Objective |
The lines to extract begin at the one containing "Mark a dot on every instance of the mist" and run to the end of the listing; set them down exactly and alone.

Pointing records:
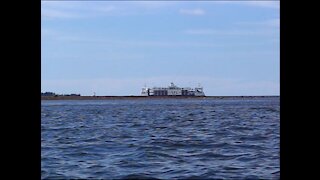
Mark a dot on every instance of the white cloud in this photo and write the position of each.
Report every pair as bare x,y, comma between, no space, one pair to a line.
271,23
196,12
239,32
265,4
50,13
262,4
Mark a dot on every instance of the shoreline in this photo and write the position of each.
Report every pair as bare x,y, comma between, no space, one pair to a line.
148,97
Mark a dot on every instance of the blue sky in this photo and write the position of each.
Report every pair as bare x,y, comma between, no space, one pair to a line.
115,48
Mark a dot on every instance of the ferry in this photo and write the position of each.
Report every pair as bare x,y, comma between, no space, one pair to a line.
172,90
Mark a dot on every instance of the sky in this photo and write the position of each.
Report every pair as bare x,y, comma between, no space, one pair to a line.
230,48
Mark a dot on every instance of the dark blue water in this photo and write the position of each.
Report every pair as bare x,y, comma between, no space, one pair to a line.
163,139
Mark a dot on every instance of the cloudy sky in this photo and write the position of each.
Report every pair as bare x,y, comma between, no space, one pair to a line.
115,48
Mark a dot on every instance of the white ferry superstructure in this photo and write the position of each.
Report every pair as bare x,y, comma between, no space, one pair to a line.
172,90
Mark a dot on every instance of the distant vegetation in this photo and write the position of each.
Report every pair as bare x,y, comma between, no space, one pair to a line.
54,94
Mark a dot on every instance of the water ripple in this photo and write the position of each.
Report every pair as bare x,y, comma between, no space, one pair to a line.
160,139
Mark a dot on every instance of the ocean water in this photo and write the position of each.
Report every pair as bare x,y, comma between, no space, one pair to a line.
161,139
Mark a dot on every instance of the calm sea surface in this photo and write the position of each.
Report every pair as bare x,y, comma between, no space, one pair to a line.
163,139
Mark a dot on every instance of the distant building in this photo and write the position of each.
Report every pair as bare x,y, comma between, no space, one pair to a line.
172,90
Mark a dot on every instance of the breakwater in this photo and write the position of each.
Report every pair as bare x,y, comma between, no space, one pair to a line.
147,97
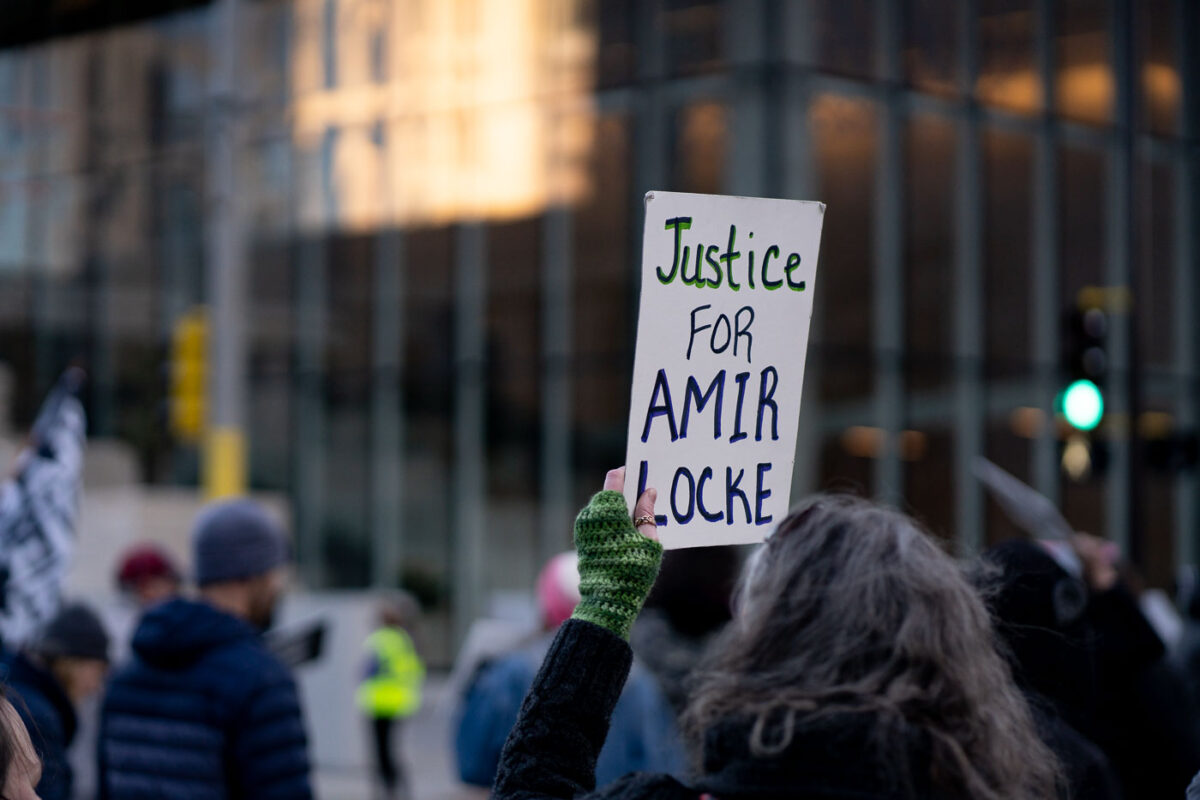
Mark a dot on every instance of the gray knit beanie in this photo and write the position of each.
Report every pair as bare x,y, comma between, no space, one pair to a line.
234,540
75,632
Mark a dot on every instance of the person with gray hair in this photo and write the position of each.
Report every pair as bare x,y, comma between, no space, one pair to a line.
861,663
204,709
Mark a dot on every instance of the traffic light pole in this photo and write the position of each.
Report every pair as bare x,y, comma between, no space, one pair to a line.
225,451
1126,113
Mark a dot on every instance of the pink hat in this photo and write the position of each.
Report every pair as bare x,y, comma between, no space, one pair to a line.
558,589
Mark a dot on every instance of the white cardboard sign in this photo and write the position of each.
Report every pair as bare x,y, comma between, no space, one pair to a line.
723,332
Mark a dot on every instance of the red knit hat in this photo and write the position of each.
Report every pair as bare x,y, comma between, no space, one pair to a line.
144,561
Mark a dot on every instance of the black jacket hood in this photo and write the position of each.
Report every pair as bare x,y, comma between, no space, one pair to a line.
177,633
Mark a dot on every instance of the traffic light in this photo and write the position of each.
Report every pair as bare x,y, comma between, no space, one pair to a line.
1086,356
189,377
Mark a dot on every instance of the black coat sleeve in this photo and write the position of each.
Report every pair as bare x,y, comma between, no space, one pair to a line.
551,751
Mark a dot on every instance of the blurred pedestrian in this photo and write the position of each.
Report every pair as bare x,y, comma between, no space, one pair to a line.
391,689
21,769
147,575
49,679
204,709
643,733
1042,617
1089,656
861,663
687,608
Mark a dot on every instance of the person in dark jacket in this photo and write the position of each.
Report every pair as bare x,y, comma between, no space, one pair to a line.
60,669
1042,614
204,709
861,663
1085,651
642,729
21,769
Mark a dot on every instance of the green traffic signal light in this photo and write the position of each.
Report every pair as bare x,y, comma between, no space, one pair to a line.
1083,404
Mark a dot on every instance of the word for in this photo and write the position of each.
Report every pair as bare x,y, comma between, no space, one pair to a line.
723,266
732,332
694,398
688,495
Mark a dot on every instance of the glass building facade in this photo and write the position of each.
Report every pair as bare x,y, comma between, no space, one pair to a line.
439,206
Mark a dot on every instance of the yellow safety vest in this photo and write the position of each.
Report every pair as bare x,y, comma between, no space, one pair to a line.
395,689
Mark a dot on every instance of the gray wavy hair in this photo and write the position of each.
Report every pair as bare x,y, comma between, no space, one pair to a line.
852,608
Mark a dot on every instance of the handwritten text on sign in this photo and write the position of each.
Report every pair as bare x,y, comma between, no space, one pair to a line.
721,337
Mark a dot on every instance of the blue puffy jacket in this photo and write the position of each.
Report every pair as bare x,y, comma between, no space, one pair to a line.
203,713
51,719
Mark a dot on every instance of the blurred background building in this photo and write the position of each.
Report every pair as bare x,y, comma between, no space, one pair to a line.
437,208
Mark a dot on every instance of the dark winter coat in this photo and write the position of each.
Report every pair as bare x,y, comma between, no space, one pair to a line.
552,750
51,721
1092,660
204,711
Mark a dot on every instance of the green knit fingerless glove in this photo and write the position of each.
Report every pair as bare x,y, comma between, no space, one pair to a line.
617,564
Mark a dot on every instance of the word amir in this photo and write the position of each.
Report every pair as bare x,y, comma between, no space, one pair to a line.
723,268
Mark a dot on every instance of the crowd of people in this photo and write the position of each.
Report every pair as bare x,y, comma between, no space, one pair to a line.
850,655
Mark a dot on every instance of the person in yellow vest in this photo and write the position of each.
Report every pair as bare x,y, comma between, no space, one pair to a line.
391,687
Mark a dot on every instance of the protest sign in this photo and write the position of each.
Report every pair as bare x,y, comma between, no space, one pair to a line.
723,332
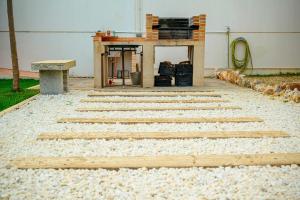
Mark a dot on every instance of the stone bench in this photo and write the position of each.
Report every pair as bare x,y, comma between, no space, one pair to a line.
54,75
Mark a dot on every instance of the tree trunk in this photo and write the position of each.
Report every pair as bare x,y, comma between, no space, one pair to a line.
13,46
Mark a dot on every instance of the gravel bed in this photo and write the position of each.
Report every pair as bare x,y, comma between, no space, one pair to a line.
18,138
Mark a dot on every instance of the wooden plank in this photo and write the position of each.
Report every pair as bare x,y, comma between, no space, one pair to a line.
161,94
145,90
101,100
159,135
170,161
103,109
161,120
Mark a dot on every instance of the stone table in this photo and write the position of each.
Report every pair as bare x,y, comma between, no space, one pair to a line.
54,75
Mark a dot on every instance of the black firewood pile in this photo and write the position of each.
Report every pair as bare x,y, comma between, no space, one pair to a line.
183,73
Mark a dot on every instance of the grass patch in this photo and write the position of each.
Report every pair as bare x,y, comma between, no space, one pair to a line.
9,98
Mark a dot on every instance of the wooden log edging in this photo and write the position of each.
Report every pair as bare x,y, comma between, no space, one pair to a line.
159,135
161,120
170,161
98,100
103,109
161,94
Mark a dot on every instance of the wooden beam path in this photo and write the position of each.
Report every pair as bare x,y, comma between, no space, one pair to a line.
160,94
99,100
159,135
170,161
135,90
161,120
103,109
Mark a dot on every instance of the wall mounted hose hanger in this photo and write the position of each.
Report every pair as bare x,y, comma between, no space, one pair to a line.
242,64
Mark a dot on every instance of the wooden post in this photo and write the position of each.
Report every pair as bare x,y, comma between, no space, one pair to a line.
98,50
13,46
148,65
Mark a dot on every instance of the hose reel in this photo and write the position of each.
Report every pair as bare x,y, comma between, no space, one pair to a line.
240,64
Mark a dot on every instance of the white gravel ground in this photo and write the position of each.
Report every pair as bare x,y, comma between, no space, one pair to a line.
18,131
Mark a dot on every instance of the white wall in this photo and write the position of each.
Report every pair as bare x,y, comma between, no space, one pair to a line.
62,28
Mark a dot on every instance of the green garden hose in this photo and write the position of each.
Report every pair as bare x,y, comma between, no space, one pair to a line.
242,64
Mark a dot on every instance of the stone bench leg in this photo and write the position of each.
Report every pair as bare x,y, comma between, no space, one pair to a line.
66,80
51,82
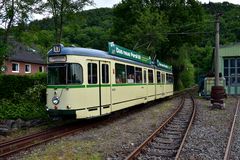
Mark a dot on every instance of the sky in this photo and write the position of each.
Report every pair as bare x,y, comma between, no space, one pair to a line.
110,3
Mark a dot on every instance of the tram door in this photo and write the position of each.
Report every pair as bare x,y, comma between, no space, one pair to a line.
146,86
105,87
98,87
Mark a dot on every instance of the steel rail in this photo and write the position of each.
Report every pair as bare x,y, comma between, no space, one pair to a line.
137,151
189,126
229,144
30,141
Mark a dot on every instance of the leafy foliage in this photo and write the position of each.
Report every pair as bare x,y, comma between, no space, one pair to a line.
23,97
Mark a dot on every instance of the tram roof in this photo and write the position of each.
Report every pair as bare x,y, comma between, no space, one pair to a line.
96,53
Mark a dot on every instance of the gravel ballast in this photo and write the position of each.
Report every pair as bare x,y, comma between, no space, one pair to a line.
209,134
206,140
113,141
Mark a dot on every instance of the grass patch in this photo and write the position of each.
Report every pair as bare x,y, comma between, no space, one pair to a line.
67,149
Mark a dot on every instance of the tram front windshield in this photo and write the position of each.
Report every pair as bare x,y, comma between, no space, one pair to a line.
64,73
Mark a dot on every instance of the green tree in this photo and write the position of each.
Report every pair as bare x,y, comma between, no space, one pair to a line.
60,8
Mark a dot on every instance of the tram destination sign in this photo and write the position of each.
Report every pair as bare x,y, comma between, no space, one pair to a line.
119,51
163,65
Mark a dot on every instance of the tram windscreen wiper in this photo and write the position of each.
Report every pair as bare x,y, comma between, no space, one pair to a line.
57,74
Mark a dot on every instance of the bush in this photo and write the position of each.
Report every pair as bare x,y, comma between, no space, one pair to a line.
11,84
21,108
23,96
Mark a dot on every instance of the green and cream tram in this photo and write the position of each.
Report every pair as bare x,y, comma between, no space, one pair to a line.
86,83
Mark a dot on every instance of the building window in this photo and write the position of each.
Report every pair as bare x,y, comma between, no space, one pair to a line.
41,69
15,67
27,68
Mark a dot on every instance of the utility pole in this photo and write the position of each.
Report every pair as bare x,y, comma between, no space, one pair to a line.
216,56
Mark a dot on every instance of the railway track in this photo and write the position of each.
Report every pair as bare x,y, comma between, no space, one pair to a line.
230,139
167,141
11,147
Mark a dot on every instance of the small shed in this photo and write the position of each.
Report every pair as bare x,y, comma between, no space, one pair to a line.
229,58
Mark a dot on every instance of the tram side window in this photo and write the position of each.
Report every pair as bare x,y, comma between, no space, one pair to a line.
163,78
169,78
158,77
75,74
120,73
150,76
145,76
138,73
130,74
105,73
92,73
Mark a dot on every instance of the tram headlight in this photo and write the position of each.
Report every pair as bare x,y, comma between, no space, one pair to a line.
55,100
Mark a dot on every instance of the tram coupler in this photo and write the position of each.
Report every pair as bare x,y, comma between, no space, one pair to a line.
217,97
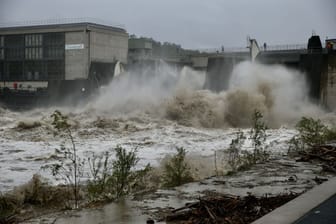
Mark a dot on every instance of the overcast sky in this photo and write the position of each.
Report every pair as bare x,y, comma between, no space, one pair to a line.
193,23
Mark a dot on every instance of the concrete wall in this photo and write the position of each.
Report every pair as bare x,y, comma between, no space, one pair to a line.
328,93
199,62
76,55
219,72
108,47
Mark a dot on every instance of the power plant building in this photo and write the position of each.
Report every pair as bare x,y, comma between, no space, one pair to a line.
52,57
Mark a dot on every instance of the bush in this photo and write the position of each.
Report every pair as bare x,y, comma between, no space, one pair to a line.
176,170
112,179
69,166
234,151
122,174
258,137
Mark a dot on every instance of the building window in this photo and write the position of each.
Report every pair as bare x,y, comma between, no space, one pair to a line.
33,44
54,45
2,50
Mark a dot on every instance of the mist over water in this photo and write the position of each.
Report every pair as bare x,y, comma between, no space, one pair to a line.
279,93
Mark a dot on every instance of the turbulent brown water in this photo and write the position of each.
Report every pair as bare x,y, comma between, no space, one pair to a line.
155,114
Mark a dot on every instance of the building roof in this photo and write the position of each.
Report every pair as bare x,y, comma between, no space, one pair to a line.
59,24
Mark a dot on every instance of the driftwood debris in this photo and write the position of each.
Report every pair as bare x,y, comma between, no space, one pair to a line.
227,209
325,154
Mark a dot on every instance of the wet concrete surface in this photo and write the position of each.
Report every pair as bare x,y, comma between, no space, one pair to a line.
280,175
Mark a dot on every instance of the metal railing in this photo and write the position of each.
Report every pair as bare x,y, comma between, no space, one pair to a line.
56,21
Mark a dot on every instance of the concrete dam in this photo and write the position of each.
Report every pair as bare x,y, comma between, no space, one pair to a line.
48,62
317,63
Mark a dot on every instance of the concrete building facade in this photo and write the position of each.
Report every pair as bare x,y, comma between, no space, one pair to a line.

Written solution |
Mark a dot on every instance of the mist over water in this photo and write the position of each.
Report every pair as bare x,y, comma between, no space, one pair to a line.
279,93
Mark a dot on every instance of the turbulent brown water in this photo and write the position of each.
Report every pair as bare x,y, comma between, no space, one pair to a line.
155,114
Mark a dot on every instance of the building roof in this photo and write the position of each.
Report every pair as bare x,y, comma between, no space, one pair to a line.
59,24
Mark a dot on every instance of the driftwood debris in this photo and write the position of each.
Report every pair as bare x,y, comma between, no space, one pair to a line.
227,209
325,154
Mark a dot on every instance of the wet concrete surface in this photo and write the position of each.
Report every pair as bare x,y, comma between, no space, one pair to a line.
280,175
Mark a dot on every instance of the metal railing in this photo and write the position of each.
Report every pair as bare x,y, comma between, no space, one pair to a line.
56,21
Mark a dot on every instance of the concrete dam in this photo and write the position of each.
Report every pair as bare x,y, comma between, no space, one pair to a line.
48,62
317,63
Mark a dot on every instance of the concrete building facade in this photo and write the position of each.
Report every pair as bare x,y, comma between, no space, one pair to a line.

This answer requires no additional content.